*Task brief:* From the line with "In this exercise you will mark each instance of the driftwood" onward, reproduce each line of the entries exactly, ending at the last one, and add nothing.

*Referring expression data:*
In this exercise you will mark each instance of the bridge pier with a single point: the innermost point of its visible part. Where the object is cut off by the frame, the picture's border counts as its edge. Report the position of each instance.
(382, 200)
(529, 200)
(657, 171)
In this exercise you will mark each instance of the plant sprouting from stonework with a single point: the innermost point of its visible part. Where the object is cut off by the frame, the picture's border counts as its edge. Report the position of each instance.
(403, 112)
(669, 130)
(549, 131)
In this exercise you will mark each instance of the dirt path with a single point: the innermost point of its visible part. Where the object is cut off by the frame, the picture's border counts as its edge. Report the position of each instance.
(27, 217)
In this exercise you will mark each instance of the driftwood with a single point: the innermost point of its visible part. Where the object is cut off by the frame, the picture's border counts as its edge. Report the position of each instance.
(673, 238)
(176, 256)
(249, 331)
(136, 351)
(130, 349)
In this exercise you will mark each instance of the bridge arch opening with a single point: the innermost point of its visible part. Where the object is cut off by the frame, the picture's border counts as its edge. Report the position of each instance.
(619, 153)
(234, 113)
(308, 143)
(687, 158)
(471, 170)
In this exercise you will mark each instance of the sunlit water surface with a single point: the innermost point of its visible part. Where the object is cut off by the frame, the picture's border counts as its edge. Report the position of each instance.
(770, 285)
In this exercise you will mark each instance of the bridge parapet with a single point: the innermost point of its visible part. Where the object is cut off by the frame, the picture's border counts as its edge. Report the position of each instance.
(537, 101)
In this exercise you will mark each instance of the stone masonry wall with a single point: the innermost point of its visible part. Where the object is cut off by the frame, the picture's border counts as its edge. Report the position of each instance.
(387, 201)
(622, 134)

*Your solution:*
In this exercise you will mark each instance of the driftwood with a single point: the innermost point of its visible part. Where the object is cut off by the frame, the picture's border counts as its edge. Report the position of each instance.
(673, 238)
(176, 256)
(249, 331)
(136, 351)
(130, 349)
In this exercise you will mark each instance of the bridge arch opening with a single point: the innermost point of its visible part. Where the object is cut off by the frame, the picture's border counts as its edge. Report the position of each instance.
(619, 153)
(234, 113)
(308, 143)
(687, 158)
(471, 170)
In this exercise you will mark each instance of the sunlit water surface with a single point: the innermost point of its visible part. Where the object is cut off by the frame, the picture's border counts as its edge. Report the position of each instance.
(770, 285)
In this exercise you will mark each instance of the bridge parapet with a single point: the innermost point of its visible part. Where the object is cut off by the frame, the picture's border counts as its edge. Report the position of each instance.
(537, 101)
In this exercise you will mark each instance of the stone masonry wall with a single point: the innermost point of its visible part. Where the object is cut off by the frame, the picture's border counts as its edge. Report the position of each instance.
(387, 201)
(622, 134)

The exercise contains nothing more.